STATED TASK 1:
Format the dataset rows below, the POST /point lines with their marking instructions and coordinates, as a numbered list, leaving out any blank lines.

TEXT SEGMENT:
--- begin ---
BG and I had previously melted some wax granules in an old saucepan and got out paint brushes and the Tjantjing thing for applying a batik resist.  First, we each tried designs on the back of old cotton shirts.  Keeping the wax temperature right turns out to be critical to success.  Too cool and it just sits on the surface of the fabric instead of penetrating through, too hot and it pours out of the Tjantjing into a puddle instead
of a line.  Brushing wax on using leaves for a template, you have to be quick and light handed, or the leaf gets welded on.  Next, we tried out designs on a thicker curtain fabric, 80% cotton and 20% linen.  The looser weave soaked up wax more readily, but by the end of the afternoon, I had despaired of ever keeping the wax temperature right without buying one of those electric heated pans.

When I slid the soaked cotton pieces into the ferrous indigo bucket, green sludge swirled up. Pulling them out after ten minutes, the cotton was coated with slime. Graham Keegan writes that immediate rinsing will not remove the indigo, so I plunged the cotton in a bucket of fresh water, hung it up and watched hopefully.  It did go blue, but not very blue, even after several dips.  The cotton/linen mix fabric
took up the indigo better, though I had secretly been hoping for a more dramatic, midnight blue result.  A few days later, I came back to the vat and found the green sediment had settled further down and it was still working well enough to dye cotton pale blue.  A week later, no heat was left in the grass cuttings and no indigo was fixing.  Trying to work out how to 'sharpen' the vat, which was not only cold, but possibly too
green, I stood the bucket in the sun and chucked in an unknown amount of iron in the form of an old jam jar of water with rusty nails.  This did get it blooming a bit, though it only dyed things pale blue.  Enough - I poured the lot down the drain, resolving to add less lime in future for a lower pH and to keep an eye out for a larger, narrower, deeper bucket.
--- end ---
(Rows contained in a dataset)
--- begin ---
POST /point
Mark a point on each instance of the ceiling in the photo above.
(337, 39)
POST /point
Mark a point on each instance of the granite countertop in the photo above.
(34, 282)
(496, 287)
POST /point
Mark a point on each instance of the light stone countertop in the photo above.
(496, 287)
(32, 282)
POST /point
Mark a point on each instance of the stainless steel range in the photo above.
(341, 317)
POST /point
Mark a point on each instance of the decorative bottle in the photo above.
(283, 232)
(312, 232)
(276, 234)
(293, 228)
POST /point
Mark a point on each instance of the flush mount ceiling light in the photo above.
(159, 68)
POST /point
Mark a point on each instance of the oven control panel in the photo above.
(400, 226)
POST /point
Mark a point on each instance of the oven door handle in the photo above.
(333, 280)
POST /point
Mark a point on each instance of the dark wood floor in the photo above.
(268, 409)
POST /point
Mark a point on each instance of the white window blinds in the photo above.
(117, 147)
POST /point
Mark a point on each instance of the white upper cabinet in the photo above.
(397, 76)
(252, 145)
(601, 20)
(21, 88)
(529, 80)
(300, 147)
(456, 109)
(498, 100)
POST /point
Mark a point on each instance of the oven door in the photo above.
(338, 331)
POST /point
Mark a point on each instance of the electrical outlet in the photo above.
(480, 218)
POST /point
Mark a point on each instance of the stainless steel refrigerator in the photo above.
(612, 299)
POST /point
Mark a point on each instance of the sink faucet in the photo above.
--- end ---
STATED TASK 2:
In the batik and indigo dyeing text above, what was the thicker curtain fabric made of?

TASK RESPONSE 1:
1. POST /point
2. Mark a point on each instance of the ceiling in the photo above.
3. (337, 39)
4. POST /point
5. Mark a point on each instance of the granite countertop in the photo above.
6. (34, 282)
7. (496, 287)
8. POST /point
9. Mark a point on each instance of the light stone countertop in the photo above.
10. (496, 287)
11. (32, 282)
12. POST /point
13. Mark a point on each instance of the stainless steel range in the photo above.
14. (341, 317)
15. POST /point
16. Mark a point on each instance of the decorative bottle in the photo above.
17. (283, 232)
18. (312, 232)
19. (276, 234)
20. (293, 228)
21. POST /point
22. Mark a point on each instance of the flush mount ceiling light in the photo above.
23. (159, 68)
24. POST /point
25. Mark a point on each instance of the oven control panel in the photo above.
26. (400, 226)
27. POST /point
28. Mark a point on each instance of the oven door handle in the photo above.
29. (333, 280)
30. POST /point
31. Mark a point on each instance of the dark wood floor in the photo above.
32. (268, 409)
33. POST /point
34. Mark a point on each instance of the white window blinds in the photo above.
35. (117, 147)
36. POST /point
37. Mark a point on each instance of the white upper cabinet in the photo above.
38. (397, 76)
39. (252, 145)
40. (601, 20)
41. (21, 88)
42. (529, 80)
43. (300, 147)
44. (456, 109)
45. (498, 100)
46. POST /point
47. Mark a point on each instance of the oven door in the photo above.
48. (338, 331)
49. POST /point
50. Mark a point on each instance of the electrical outlet in the photo above.
51. (480, 218)
52. POST /point
53. Mark a point on each instance of the stainless steel refrigerator in the photo above.
54. (612, 299)
55. POST /point
56. Mark a point on each instance of the sink faucet in the photo above.

TASK RESPONSE 2:
80% cotton and 20% linen.